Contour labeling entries
☆ ☆ ☆
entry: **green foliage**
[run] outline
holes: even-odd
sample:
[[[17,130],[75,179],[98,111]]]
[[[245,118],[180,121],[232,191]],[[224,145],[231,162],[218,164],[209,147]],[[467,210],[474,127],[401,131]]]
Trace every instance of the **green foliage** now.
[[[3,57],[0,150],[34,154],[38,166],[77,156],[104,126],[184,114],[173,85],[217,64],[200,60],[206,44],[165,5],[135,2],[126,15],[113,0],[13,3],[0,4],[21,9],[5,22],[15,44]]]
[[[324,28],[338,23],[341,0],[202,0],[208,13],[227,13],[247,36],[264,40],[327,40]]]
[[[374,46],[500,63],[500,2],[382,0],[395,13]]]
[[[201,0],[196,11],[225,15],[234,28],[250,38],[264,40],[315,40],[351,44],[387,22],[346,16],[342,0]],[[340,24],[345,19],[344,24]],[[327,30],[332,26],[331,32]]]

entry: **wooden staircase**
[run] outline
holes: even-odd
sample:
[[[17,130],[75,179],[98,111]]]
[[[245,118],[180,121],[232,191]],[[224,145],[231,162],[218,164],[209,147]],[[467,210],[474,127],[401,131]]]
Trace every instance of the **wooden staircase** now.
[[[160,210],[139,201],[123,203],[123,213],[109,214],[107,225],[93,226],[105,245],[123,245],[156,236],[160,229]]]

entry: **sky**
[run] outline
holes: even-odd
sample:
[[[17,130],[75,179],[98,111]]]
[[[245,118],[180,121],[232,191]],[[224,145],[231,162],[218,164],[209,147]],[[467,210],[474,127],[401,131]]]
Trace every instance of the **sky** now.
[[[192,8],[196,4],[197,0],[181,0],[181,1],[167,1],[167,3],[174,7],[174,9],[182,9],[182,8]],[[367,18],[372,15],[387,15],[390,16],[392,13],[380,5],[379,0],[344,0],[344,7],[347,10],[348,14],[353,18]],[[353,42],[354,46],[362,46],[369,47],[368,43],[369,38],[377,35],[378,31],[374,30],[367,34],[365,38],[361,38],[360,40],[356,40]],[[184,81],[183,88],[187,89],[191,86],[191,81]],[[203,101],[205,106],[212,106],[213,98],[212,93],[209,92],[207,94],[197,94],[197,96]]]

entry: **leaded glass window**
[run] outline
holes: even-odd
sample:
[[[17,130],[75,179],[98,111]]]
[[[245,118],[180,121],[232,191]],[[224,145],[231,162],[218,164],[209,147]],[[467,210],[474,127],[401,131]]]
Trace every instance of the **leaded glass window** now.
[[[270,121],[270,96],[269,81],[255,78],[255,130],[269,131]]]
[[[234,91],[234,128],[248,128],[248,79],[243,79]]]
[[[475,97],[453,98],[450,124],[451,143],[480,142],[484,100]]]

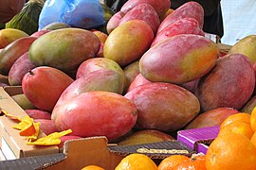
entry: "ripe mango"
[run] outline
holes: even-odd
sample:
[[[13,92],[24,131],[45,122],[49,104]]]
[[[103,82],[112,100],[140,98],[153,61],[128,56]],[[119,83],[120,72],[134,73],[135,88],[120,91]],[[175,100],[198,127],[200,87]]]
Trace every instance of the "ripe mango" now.
[[[143,84],[124,96],[137,106],[137,129],[173,132],[186,126],[200,110],[194,94],[171,83]]]
[[[133,79],[139,74],[139,69],[138,69],[138,60],[134,61],[127,65],[125,68],[123,68],[123,73],[125,76],[125,86],[123,93],[126,94],[131,82]]]
[[[76,79],[98,70],[112,70],[118,73],[122,81],[125,82],[124,73],[120,66],[116,61],[106,58],[94,58],[84,60],[77,70]]]
[[[0,73],[9,75],[12,64],[29,50],[30,45],[36,39],[35,37],[24,37],[7,45],[0,53]]]
[[[247,57],[229,54],[219,58],[215,66],[198,81],[195,95],[202,111],[216,108],[240,110],[255,87],[255,73]]]
[[[30,46],[29,60],[37,66],[46,65],[65,73],[97,56],[99,38],[81,28],[63,28],[39,37]]]
[[[179,34],[195,34],[205,36],[204,31],[199,27],[198,22],[194,18],[182,18],[161,30],[155,38],[151,46],[166,40],[169,37]]]
[[[243,54],[247,56],[251,64],[256,61],[256,35],[249,35],[237,42],[229,51],[229,54]]]
[[[0,49],[22,37],[28,37],[26,32],[15,28],[5,28],[0,30]]]
[[[51,119],[60,130],[71,128],[81,137],[106,136],[116,140],[130,131],[137,108],[124,96],[102,91],[82,93],[54,108]]]
[[[167,26],[181,18],[194,18],[202,29],[204,26],[204,8],[197,2],[191,1],[183,4],[161,22],[157,30],[157,34]]]
[[[23,54],[10,67],[8,80],[10,86],[21,86],[22,78],[29,70],[35,68],[28,58],[28,52]]]
[[[51,112],[62,93],[73,81],[56,68],[38,66],[24,76],[22,90],[36,108]]]
[[[155,34],[160,25],[160,20],[156,11],[149,4],[139,4],[132,8],[121,18],[119,26],[131,20],[143,20],[151,26]]]
[[[218,56],[210,39],[180,34],[151,47],[139,60],[139,71],[150,81],[183,84],[206,75]]]
[[[139,4],[151,5],[158,13],[159,17],[163,16],[171,7],[170,0],[129,0],[121,7],[120,11],[127,13]]]
[[[153,30],[144,21],[128,21],[109,34],[104,44],[103,56],[120,66],[126,66],[141,58],[150,47],[153,39]]]

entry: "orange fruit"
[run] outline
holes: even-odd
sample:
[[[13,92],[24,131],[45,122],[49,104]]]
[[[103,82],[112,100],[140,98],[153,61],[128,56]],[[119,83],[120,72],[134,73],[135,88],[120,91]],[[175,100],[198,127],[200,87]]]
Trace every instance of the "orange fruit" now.
[[[256,131],[256,107],[252,110],[250,113],[250,126],[253,131]]]
[[[208,170],[256,169],[256,147],[241,134],[218,136],[209,146],[206,166]]]
[[[230,132],[240,133],[246,136],[247,138],[248,138],[249,140],[251,136],[253,135],[253,130],[250,127],[250,124],[247,124],[242,121],[235,121],[235,122],[232,122],[231,124],[225,126],[224,128],[220,129],[220,132],[218,135],[219,136],[227,135]]]
[[[206,156],[196,156],[192,157],[189,161],[179,163],[176,167],[176,170],[206,170]]]
[[[146,155],[133,153],[124,157],[115,170],[157,170],[156,164]]]
[[[256,147],[256,132],[253,133],[250,142],[255,145]]]
[[[105,169],[97,165],[88,165],[88,166],[83,167],[82,170],[105,170]]]
[[[247,124],[250,124],[250,114],[246,112],[239,112],[236,114],[229,115],[220,126],[220,128],[223,128],[224,127],[228,126],[229,124],[231,124],[232,122],[236,121],[242,121]]]
[[[172,155],[165,158],[158,165],[158,170],[172,170],[179,163],[190,161],[189,157],[184,155]]]

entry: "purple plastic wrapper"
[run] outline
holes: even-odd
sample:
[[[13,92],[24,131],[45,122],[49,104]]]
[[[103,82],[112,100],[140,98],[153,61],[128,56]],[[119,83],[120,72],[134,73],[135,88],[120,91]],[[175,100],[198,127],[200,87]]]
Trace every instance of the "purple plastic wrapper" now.
[[[220,127],[192,128],[177,132],[177,140],[184,143],[196,153],[207,153],[210,144],[219,133]]]

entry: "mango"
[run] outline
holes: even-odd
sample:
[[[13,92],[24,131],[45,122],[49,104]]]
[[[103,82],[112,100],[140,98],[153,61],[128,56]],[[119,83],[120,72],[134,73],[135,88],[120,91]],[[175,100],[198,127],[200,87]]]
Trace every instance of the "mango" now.
[[[182,18],[167,26],[154,39],[151,46],[166,40],[169,37],[179,34],[195,34],[205,36],[204,31],[199,27],[198,22],[194,18]]]
[[[39,37],[41,37],[42,35],[46,34],[46,33],[48,33],[48,32],[50,32],[50,30],[39,30],[39,31],[36,31],[36,32],[34,32],[33,34],[31,34],[30,37],[36,37],[36,38],[39,38]]]
[[[238,112],[239,110],[232,108],[216,108],[210,110],[197,115],[185,127],[185,129],[220,126],[229,115]]]
[[[93,30],[92,32],[99,38],[101,43],[104,43],[106,42],[108,36],[107,34],[100,30]]]
[[[36,108],[51,112],[62,93],[73,81],[61,70],[38,66],[24,76],[22,90]]]
[[[8,76],[9,84],[10,86],[21,86],[24,75],[35,67],[35,64],[28,58],[28,52],[23,54],[9,69]]]
[[[252,110],[256,106],[256,95],[252,95],[245,106],[240,110],[241,112],[251,113]]]
[[[191,93],[194,94],[199,79],[200,78],[194,79],[192,81],[189,81],[187,83],[181,84],[180,86],[187,89]]]
[[[33,110],[36,107],[28,100],[24,94],[12,95],[11,98],[23,109],[23,110]]]
[[[139,60],[139,71],[150,81],[183,84],[206,75],[218,56],[210,39],[180,34],[151,47]]]
[[[107,22],[106,30],[110,34],[116,27],[119,26],[121,18],[124,16],[124,13],[118,11],[115,13],[110,20]]]
[[[229,51],[229,54],[243,54],[247,56],[251,64],[256,61],[256,35],[249,35],[238,41]]]
[[[54,22],[43,27],[42,30],[56,30],[56,29],[68,28],[68,27],[71,27],[71,26],[65,23]]]
[[[76,79],[62,94],[58,102],[72,99],[80,94],[90,91],[105,91],[122,94],[123,79],[112,70],[98,70],[90,72]]]
[[[170,83],[143,84],[124,96],[137,107],[137,129],[173,132],[185,127],[200,110],[199,101],[194,94]]]
[[[46,133],[46,135],[49,135],[54,132],[60,132],[57,128],[54,121],[48,119],[34,119],[34,122],[40,122],[40,129]]]
[[[63,92],[54,109],[62,107],[66,100],[72,100],[75,96],[90,91],[104,91],[122,94],[124,86],[123,78],[112,70],[97,70],[76,79]],[[54,119],[54,117],[52,117]]]
[[[131,82],[133,79],[139,74],[139,69],[138,69],[138,60],[134,61],[127,65],[126,67],[123,68],[123,73],[125,76],[125,86],[123,89],[123,93],[126,94]]]
[[[70,128],[72,135],[106,136],[109,141],[130,131],[137,116],[137,108],[129,99],[103,91],[82,93],[52,111],[59,130]]]
[[[255,74],[247,57],[229,54],[217,60],[215,66],[198,81],[195,95],[202,111],[216,108],[240,110],[250,98]]]
[[[65,73],[97,56],[99,38],[81,28],[63,28],[39,37],[30,46],[29,60],[37,66],[46,65]]]
[[[132,8],[137,7],[139,4],[151,5],[158,13],[159,17],[163,16],[171,7],[170,0],[129,0],[121,7],[120,11],[127,13]]]
[[[124,73],[121,67],[115,60],[106,58],[94,58],[84,60],[77,70],[76,79],[98,70],[112,70],[118,73],[122,78],[122,81],[125,82]]]
[[[17,39],[28,37],[26,32],[15,28],[5,28],[0,30],[0,49],[5,48]]]
[[[162,29],[167,26],[181,18],[194,18],[202,29],[204,26],[204,8],[200,4],[193,1],[183,4],[161,22],[157,30],[157,34],[161,32]]]
[[[170,15],[173,11],[174,11],[174,9],[169,8],[169,9],[165,12],[165,14],[164,14],[163,16],[160,17],[160,22],[162,23],[162,21],[163,21],[168,15]]]
[[[130,92],[136,87],[146,83],[151,83],[151,81],[146,79],[141,74],[138,74],[131,82],[127,92]]]
[[[0,73],[9,75],[12,64],[26,52],[29,50],[30,45],[36,40],[35,37],[20,38],[0,52]]]
[[[142,20],[146,22],[155,34],[160,25],[160,20],[156,11],[149,4],[139,4],[132,8],[121,18],[119,26],[131,20]]]
[[[103,56],[120,66],[126,66],[141,58],[150,47],[153,39],[154,33],[144,21],[128,21],[109,34],[104,44]]]

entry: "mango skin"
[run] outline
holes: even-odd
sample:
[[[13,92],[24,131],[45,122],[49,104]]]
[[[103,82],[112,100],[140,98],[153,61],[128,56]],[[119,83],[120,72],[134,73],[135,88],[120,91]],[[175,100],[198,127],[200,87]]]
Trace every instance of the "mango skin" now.
[[[240,110],[255,87],[255,73],[247,57],[229,54],[218,59],[214,68],[198,81],[195,95],[201,110],[216,108]]]
[[[137,108],[129,99],[102,91],[82,93],[52,111],[60,130],[71,128],[72,135],[106,136],[109,141],[130,131],[137,116]]]
[[[149,4],[158,13],[159,17],[163,16],[171,7],[170,0],[129,0],[120,8],[120,11],[127,13],[139,4]]]
[[[155,34],[160,25],[160,20],[156,11],[149,4],[139,4],[132,8],[121,18],[119,26],[131,20],[143,20],[150,26]]]
[[[35,37],[23,37],[7,45],[0,52],[0,73],[9,75],[13,63],[29,50],[30,45],[36,40]]]
[[[125,76],[125,86],[123,89],[123,93],[126,94],[131,82],[136,77],[136,76],[139,74],[138,60],[134,61],[127,65],[125,68],[123,68],[123,73]]]
[[[23,54],[10,67],[8,80],[10,86],[21,86],[22,78],[36,66],[29,60],[28,52]]]
[[[5,28],[0,30],[0,49],[23,37],[28,37],[26,32],[15,28]]]
[[[210,39],[181,34],[151,47],[139,60],[139,71],[150,81],[183,84],[206,75],[218,56]]]
[[[194,94],[170,83],[143,84],[124,96],[137,106],[137,129],[174,132],[186,126],[200,110]]]
[[[120,75],[123,82],[125,82],[124,73],[121,67],[116,61],[106,58],[94,58],[84,60],[77,70],[76,79],[98,70],[112,70]]]
[[[194,18],[182,18],[167,26],[154,39],[151,46],[160,42],[169,37],[179,34],[195,34],[205,36],[204,31],[199,27],[198,22]]]
[[[128,88],[128,92],[132,91],[133,89],[135,89],[137,86],[146,84],[146,83],[151,83],[151,81],[147,80],[141,74],[138,74],[131,82],[129,88]]]
[[[210,110],[197,115],[185,127],[185,129],[220,126],[229,115],[238,112],[239,110],[232,108],[216,108]]]
[[[153,30],[144,21],[128,21],[109,34],[104,44],[103,56],[120,66],[126,66],[141,58],[150,47],[153,39]]]
[[[243,54],[247,56],[251,64],[256,61],[256,35],[249,35],[237,42],[229,51],[229,54]]]
[[[255,106],[256,106],[256,95],[252,95],[251,98],[246,103],[246,105],[243,106],[240,111],[250,114]]]
[[[62,93],[73,81],[56,68],[39,66],[23,76],[22,90],[36,108],[51,112]]]
[[[194,18],[198,24],[200,28],[203,28],[204,26],[204,8],[197,2],[187,2],[177,8],[174,11],[173,11],[170,15],[168,15],[158,26],[157,34],[165,28],[167,26],[174,23],[175,21],[181,18]]]
[[[46,65],[65,73],[97,56],[101,41],[91,31],[63,28],[39,37],[30,46],[29,60],[37,66]]]
[[[106,30],[108,34],[110,34],[116,27],[119,26],[120,20],[122,19],[123,16],[124,16],[123,12],[118,11],[110,18],[106,26]]]
[[[65,88],[54,109],[59,110],[65,101],[72,100],[74,97],[86,92],[104,91],[121,94],[124,82],[120,75],[112,70],[90,72]],[[55,119],[55,117],[52,116],[52,119]]]

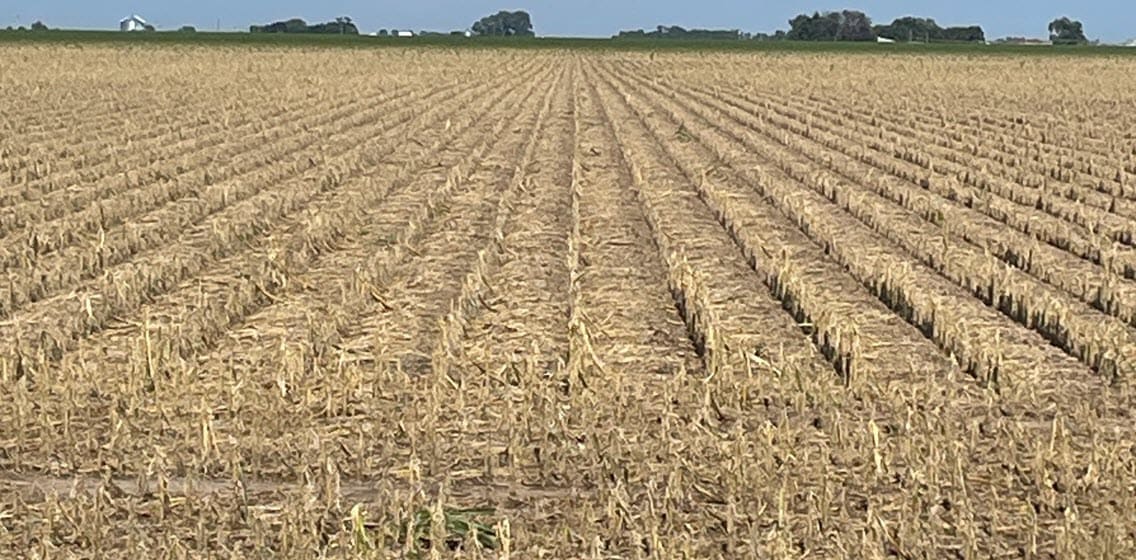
☆ ☆ ☆
Copy out every line from the beginning of the entries up to and including the line that contains "[[[475,97],[453,98],[450,124],[451,143],[480,142],[484,100]]]". Reproduce each of those lines without any change.

(Complete output)
entry: **green foliage**
[run] outline
holes: even-odd
sample:
[[[17,130],[75,179],[98,111]]]
[[[245,118],[180,121],[232,191]],[[224,145],[231,162],[218,164],[209,147]],[[467,210],[474,127],[401,131]]]
Trace every instance of the **green foliage** now.
[[[3,57],[0,150],[34,154],[38,166],[77,156],[104,126],[184,114],[173,85],[217,64],[200,60],[206,44],[165,5],[135,2],[126,15],[113,0],[13,3],[0,4],[21,9],[5,22],[15,44]]]
[[[324,28],[338,23],[341,0],[202,0],[208,13],[227,13],[247,36],[264,40],[327,40]]]
[[[374,46],[500,63],[500,2],[382,0],[395,13]]]
[[[201,0],[196,11],[225,15],[234,28],[250,38],[264,40],[315,40],[351,44],[387,22],[346,16],[342,0]],[[340,24],[345,19],[344,24]],[[327,30],[332,26],[331,32]]]

entry: **wooden staircase**
[run] outline
holes: even-odd
sample:
[[[17,130],[75,179],[98,111]]]
[[[245,118],[180,121],[232,191]],[[224,145],[231,162],[218,164],[209,147]],[[467,210],[474,127],[401,131]]]
Trace every instance of the **wooden staircase** now.
[[[160,210],[139,201],[123,203],[123,213],[109,214],[107,225],[93,226],[105,245],[123,245],[156,236],[160,229]]]

entry: **sky**
[run] outline
holes: even-odd
sample:
[[[17,130],[75,179],[98,111]]]
[[[245,118],[180,121],[232,191]],[[224,145],[231,162],[218,164],[209,147]],[[467,210],[474,127],[401,131]]]
Trace every instance of the **sky** now.
[[[192,8],[196,4],[197,0],[181,0],[181,1],[167,1],[167,3],[174,7],[174,9],[182,9],[182,8]],[[367,18],[372,15],[387,15],[390,16],[392,13],[380,5],[379,0],[344,0],[344,7],[347,10],[348,14],[353,18]],[[353,42],[354,46],[362,46],[369,47],[368,43],[369,38],[377,35],[378,31],[374,30],[367,34],[365,38],[361,38],[360,40],[356,40]],[[184,81],[183,88],[187,89],[191,86],[191,81]],[[203,101],[205,106],[212,106],[213,98],[212,93],[209,92],[207,94],[197,94],[197,96]]]

entry: **leaded glass window**
[run] outline
holes: even-odd
sample:
[[[17,130],[75,179],[98,111]]]
[[[245,118],[180,121],[232,191]],[[224,145],[231,162],[218,164],[209,147]],[[467,210],[474,127],[401,131]]]
Trace every instance of the **leaded glass window** now.
[[[270,121],[270,96],[269,81],[255,78],[255,130],[269,131]]]
[[[234,91],[234,128],[248,128],[248,79],[243,79]]]
[[[475,97],[453,98],[450,124],[451,143],[480,142],[484,100]]]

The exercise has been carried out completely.